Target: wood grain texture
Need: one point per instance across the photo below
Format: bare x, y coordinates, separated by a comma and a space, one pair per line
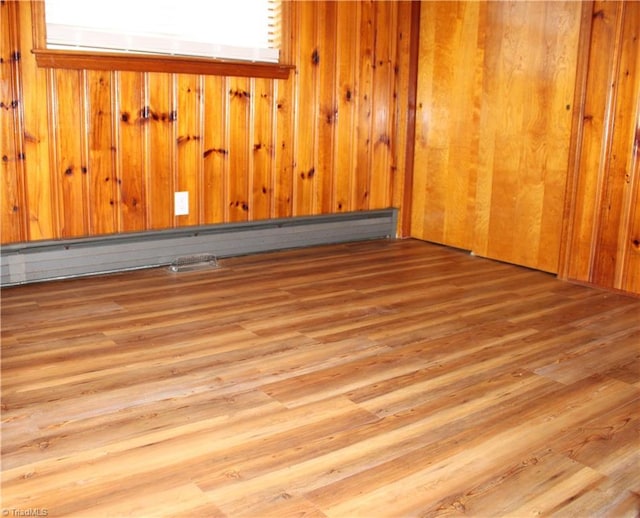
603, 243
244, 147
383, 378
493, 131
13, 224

* * * * * * * * *

What the exercise asks >> Rewrite these entries with "wood grain texture" swapped for "wood grain pattern" and nothing else changed. Omit the pictures from your answer.

Output >>
Target: wood grain pattern
Need: one point per instance across the photo below
Format: bare x, y coordinates, separated by a comma and a space, one pair per line
603, 243
244, 147
383, 378
493, 131
13, 224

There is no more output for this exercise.